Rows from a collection
• • • • •
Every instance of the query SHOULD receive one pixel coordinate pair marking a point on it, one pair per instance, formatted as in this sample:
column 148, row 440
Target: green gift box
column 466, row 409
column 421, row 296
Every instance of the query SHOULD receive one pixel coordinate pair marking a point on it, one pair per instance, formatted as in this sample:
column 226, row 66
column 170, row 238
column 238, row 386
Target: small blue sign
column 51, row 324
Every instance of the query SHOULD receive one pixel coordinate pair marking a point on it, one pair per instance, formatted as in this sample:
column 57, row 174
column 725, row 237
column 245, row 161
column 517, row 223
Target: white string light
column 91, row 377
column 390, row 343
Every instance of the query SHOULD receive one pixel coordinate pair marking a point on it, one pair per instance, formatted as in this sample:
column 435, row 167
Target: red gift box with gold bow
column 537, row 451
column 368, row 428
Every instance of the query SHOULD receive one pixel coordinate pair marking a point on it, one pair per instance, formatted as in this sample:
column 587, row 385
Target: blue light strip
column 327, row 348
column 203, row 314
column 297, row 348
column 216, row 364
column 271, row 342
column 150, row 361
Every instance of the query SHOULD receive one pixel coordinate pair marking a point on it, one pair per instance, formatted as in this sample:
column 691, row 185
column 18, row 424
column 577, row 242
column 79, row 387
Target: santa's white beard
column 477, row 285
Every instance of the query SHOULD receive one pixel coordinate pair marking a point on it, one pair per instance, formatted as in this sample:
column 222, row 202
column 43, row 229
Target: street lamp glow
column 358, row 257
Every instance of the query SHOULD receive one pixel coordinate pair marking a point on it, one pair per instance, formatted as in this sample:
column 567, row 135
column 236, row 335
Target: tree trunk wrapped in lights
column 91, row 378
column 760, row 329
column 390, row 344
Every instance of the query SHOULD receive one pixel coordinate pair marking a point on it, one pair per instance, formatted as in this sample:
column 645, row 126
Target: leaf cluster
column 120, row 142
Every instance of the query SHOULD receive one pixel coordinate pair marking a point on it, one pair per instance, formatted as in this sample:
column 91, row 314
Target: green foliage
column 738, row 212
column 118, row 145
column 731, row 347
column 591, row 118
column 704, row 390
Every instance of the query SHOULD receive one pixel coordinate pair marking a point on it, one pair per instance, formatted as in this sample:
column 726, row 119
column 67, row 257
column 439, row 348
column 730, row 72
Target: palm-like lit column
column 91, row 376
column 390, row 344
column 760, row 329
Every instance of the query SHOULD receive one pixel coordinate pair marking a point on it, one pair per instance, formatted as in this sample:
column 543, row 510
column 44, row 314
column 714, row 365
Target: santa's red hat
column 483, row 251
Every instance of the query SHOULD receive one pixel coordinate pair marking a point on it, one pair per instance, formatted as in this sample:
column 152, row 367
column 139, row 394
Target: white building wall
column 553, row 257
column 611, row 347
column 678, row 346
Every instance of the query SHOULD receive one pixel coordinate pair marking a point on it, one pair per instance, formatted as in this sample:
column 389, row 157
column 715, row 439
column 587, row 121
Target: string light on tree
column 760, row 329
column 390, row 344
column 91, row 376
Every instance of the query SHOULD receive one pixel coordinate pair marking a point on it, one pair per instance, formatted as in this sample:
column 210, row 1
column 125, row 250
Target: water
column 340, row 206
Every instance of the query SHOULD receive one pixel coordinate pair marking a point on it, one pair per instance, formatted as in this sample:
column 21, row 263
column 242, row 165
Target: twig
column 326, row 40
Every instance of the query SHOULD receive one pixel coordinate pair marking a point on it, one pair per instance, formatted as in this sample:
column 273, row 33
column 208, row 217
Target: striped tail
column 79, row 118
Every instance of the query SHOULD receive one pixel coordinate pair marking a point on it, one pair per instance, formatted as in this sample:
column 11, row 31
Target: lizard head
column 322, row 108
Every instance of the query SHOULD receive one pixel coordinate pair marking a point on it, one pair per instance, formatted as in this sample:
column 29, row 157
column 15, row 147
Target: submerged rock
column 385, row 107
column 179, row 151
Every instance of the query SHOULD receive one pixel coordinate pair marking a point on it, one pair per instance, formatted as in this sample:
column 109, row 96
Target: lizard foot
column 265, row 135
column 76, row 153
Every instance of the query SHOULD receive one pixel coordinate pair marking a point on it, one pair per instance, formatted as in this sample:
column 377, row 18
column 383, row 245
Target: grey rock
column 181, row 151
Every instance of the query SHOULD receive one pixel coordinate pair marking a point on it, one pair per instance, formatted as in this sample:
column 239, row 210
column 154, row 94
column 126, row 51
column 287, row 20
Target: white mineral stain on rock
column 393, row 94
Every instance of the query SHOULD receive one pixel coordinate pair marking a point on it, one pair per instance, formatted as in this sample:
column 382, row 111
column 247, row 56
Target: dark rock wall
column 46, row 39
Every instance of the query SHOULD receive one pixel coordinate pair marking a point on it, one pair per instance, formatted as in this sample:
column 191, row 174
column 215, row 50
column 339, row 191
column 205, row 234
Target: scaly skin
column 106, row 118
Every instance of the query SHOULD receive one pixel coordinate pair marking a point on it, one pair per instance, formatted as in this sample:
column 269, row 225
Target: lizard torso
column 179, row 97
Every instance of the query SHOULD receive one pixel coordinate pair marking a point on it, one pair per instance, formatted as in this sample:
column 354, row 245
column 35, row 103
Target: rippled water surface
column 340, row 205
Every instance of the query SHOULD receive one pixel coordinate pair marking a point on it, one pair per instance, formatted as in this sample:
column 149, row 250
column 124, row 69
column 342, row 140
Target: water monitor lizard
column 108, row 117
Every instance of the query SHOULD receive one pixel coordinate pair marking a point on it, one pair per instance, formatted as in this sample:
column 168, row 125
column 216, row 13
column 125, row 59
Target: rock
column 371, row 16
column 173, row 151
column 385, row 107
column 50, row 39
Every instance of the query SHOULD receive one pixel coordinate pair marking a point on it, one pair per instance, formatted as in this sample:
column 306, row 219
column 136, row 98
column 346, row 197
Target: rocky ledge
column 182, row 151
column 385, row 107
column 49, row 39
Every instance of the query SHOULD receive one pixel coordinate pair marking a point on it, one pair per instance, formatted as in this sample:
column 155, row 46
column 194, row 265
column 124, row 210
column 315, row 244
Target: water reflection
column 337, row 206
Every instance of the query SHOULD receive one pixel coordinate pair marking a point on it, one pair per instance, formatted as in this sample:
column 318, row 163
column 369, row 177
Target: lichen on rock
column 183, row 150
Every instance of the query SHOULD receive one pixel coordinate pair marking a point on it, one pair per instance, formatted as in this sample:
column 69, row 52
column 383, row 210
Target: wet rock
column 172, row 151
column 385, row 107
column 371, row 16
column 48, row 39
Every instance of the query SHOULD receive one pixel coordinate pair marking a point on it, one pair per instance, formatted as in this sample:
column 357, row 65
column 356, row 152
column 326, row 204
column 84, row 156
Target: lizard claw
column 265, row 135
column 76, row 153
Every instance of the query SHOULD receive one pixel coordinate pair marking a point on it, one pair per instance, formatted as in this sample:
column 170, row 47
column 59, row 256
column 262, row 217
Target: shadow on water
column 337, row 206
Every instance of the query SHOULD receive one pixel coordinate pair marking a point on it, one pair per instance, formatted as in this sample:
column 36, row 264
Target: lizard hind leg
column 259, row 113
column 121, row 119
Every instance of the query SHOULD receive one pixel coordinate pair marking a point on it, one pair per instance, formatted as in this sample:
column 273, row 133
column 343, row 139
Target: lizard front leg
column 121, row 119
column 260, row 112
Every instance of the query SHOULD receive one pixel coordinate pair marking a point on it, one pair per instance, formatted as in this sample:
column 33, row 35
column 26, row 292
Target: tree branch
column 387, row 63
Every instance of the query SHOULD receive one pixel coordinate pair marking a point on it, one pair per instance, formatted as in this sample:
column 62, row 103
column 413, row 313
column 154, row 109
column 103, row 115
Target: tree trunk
• • • • •
• Stated task
Could you print every one of the rows above again, word for word and without any changes?

• Result
Every instance of the query SHOULD receive one pixel coordinate pair marking a point on it, one pair per instance, formatted as in this sample:
column 148, row 440
Target: green gift box
column 466, row 409
column 421, row 296
Every instance of the query SHOULD receive one pixel coordinate pair marking a point on it, one pair per instance, formatted as in this sample:
column 226, row 66
column 170, row 238
column 238, row 386
Target: small blue sign
column 51, row 324
Every instance of the query SHOULD receive one pixel coordinate pair marking a point on it, one pair per instance, formatted as in this sample:
column 57, row 174
column 725, row 237
column 245, row 161
column 517, row 223
Target: white string light
column 91, row 377
column 390, row 343
Every instance of the query SHOULD receive one pixel coordinate pair marking a point on it, one pair per instance, formatted as in this sample:
column 435, row 167
Target: red gift box with gold bow
column 537, row 451
column 368, row 428
Every instance of the query SHOULD receive one pixel coordinate pair marking a point on it, one pair per instance, formatted as in this sample:
column 587, row 385
Target: blue light strip
column 327, row 348
column 203, row 314
column 297, row 348
column 216, row 364
column 271, row 342
column 150, row 361
Every instance of the query SHOULD receive one pixel coordinate pair marking a point on it, one pair per instance, formatted as in this sample:
column 691, row 185
column 18, row 424
column 577, row 242
column 79, row 387
Target: santa's white beard
column 477, row 285
Every instance of the query SHOULD receive one pixel coordinate pair marking a point on it, one pair per instance, formatted as in this sample:
column 222, row 202
column 43, row 229
Target: street lamp glow
column 358, row 257
Every instance of the query SHOULD receive one pixel coordinate pair marking a point on it, one pair per instance, formatted as in this sample:
column 567, row 135
column 236, row 335
Target: tree trunk wrapped in lights
column 91, row 378
column 760, row 329
column 390, row 344
Every instance of the query SHOULD receive one pixel coordinate pair marking a point on it, one pair per instance, formatted as in this sample:
column 645, row 126
Target: leaf cluster
column 120, row 142
Every instance of the query SHOULD receive one pixel coordinate pair marking a point on it, one pair per instance, formatted as in this sample:
column 91, row 314
Target: green foliage
column 738, row 212
column 118, row 145
column 731, row 347
column 591, row 118
column 704, row 390
Every instance of the query SHOULD receive one pixel coordinate pair marking a point on it, one pair per instance, formatted as in this sample:
column 726, row 119
column 67, row 257
column 439, row 348
column 730, row 72
Target: palm-like lit column
column 91, row 376
column 390, row 344
column 760, row 329
Every instance of the query SHOULD receive one pixel coordinate pair marking a point on it, one pair per instance, formatted as in this sample:
column 543, row 510
column 44, row 314
column 714, row 365
Target: santa's red hat
column 483, row 251
Every instance of the query SHOULD receive one pixel coordinate pair marking a point on it, one pair per instance, formatted as in this sample:
column 152, row 367
column 139, row 394
Target: white building wall
column 553, row 257
column 611, row 347
column 678, row 346
Every instance of the query SHOULD receive one pixel coordinate pair marking a point on it, one pair per instance, formatted as in this sample:
column 389, row 157
column 715, row 439
column 587, row 121
Target: string light on tree
column 760, row 329
column 390, row 344
column 91, row 376
Every instance of the query SHOULD receive one pixel coordinate pair marking a point on it, one pair per instance, formatted as in this sample:
column 210, row 1
column 125, row 250
Target: water
column 340, row 206
Every instance of the query SHOULD receive one pixel coordinate pair marking a point on it, one pair per instance, formatted as in this sample:
column 21, row 263
column 242, row 165
Target: twig
column 326, row 40
Every instance of the query SHOULD receive one pixel coordinate pair marking a point on it, one pair per instance, formatted as in this sample:
column 273, row 33
column 208, row 217
Target: striped tail
column 79, row 118
Every instance of the query SHOULD receive one pixel coordinate pair marking a point on it, one pair per instance, formatted as in this sample:
column 11, row 31
Target: lizard head
column 322, row 108
Every instance of the query SHOULD receive one pixel coordinate pair marking a point on it, one pair per instance, formatted as in this sample:
column 29, row 157
column 15, row 147
Target: submerged rock
column 385, row 107
column 179, row 151
Every instance of the query SHOULD receive one pixel coordinate pair marking a point on it, one pair per instance, formatted as in this sample:
column 109, row 96
Target: lizard foot
column 265, row 135
column 76, row 153
Every instance of the query SHOULD receive one pixel coordinate pair marking a point on it, one pair per instance, formatted as in this sample:
column 377, row 18
column 383, row 245
Target: grey rock
column 181, row 151
Every instance of the query SHOULD receive one pixel coordinate pair marking a point on it, one pair per instance, formatted as in this sample:
column 239, row 210
column 154, row 94
column 126, row 51
column 287, row 20
Target: white mineral stain on rock
column 393, row 94
Every instance of the query SHOULD receive one pixel coordinate pair marking a point on it, one pair per instance, formatted as in this sample:
column 382, row 111
column 247, row 56
Target: dark rock wall
column 46, row 39
Every instance of the query SHOULD receive one pixel coordinate pair marking a point on it, one pair per instance, formatted as in this sample:
column 191, row 174
column 215, row 50
column 339, row 191
column 205, row 234
Target: scaly skin
column 106, row 118
Every instance of the query SHOULD receive one pixel coordinate pair marking a point on it, one pair per instance, formatted as in this sample:
column 269, row 225
Target: lizard torso
column 179, row 97
Every instance of the query SHOULD receive one pixel coordinate pair marking a point on it, one pair per instance, formatted as in this sample:
column 354, row 245
column 35, row 103
Target: rippled water surface
column 340, row 205
Every instance of the query SHOULD receive one pixel coordinate pair marking a point on it, one pair per instance, formatted as in this sample:
column 149, row 250
column 124, row 69
column 342, row 140
Target: water monitor lizard
column 108, row 117
Every instance of the query SHOULD receive one pixel coordinate pair marking a point on it, one pair per instance, formatted as in this sample:
column 168, row 125
column 216, row 13
column 125, row 59
Target: rock
column 371, row 16
column 173, row 151
column 385, row 107
column 50, row 39
Every instance of the query SHOULD receive one pixel coordinate pair marking a point on it, one pair per instance, formatted as in this sample:
column 306, row 219
column 136, row 98
column 346, row 197
Target: rocky ledge
column 182, row 151
column 385, row 107
column 49, row 39
Every instance of the query SHOULD receive one pixel coordinate pair marking a point on it, one pair per instance, formatted as in this sample:
column 155, row 46
column 194, row 265
column 124, row 210
column 315, row 244
Target: water reflection
column 337, row 206
Every instance of the query SHOULD receive one pixel coordinate pair marking a point on it, one pair per instance, formatted as in this sample:
column 318, row 163
column 369, row 177
Target: lichen on rock
column 183, row 150
Every instance of the query SHOULD receive one pixel coordinate pair marking a point on it, one pair per instance, formatted as in this sample:
column 69, row 52
column 383, row 210
Target: wet rock
column 172, row 151
column 385, row 107
column 371, row 16
column 48, row 39
Every instance of the query SHOULD receive one pixel coordinate pair marking a point on it, one pair per instance, formatted as in this sample:
column 357, row 65
column 356, row 152
column 326, row 204
column 84, row 156
Target: lizard claw
column 265, row 135
column 76, row 153
Every instance of the query SHOULD receive one pixel coordinate pair marking a point on it, one pair per instance, formatted as in this sample:
column 170, row 47
column 59, row 256
column 262, row 217
Target: shadow on water
column 337, row 206
Every instance of the query SHOULD receive one pixel coordinate pair marking a point on it, one pair per instance, formatted as in this sample:
column 36, row 264
Target: lizard hind leg
column 259, row 113
column 121, row 119
Every instance of the query SHOULD receive one pixel coordinate pair marking a point on it, one pair per instance, formatted as in this sample:
column 273, row 133
column 343, row 139
Target: lizard front leg
column 121, row 119
column 260, row 112
Every instance of the query SHOULD receive one pixel coordinate pair marking a point on it, one pair per instance, formatted as in this sample:
column 33, row 35
column 26, row 292
Target: tree branch
column 387, row 63
Every instance of the query SHOULD receive one pixel coordinate pair marking a point on it, one pair per instance, formatted as in this sample:
column 62, row 103
column 413, row 313
column 154, row 109
column 103, row 115
Target: tree trunk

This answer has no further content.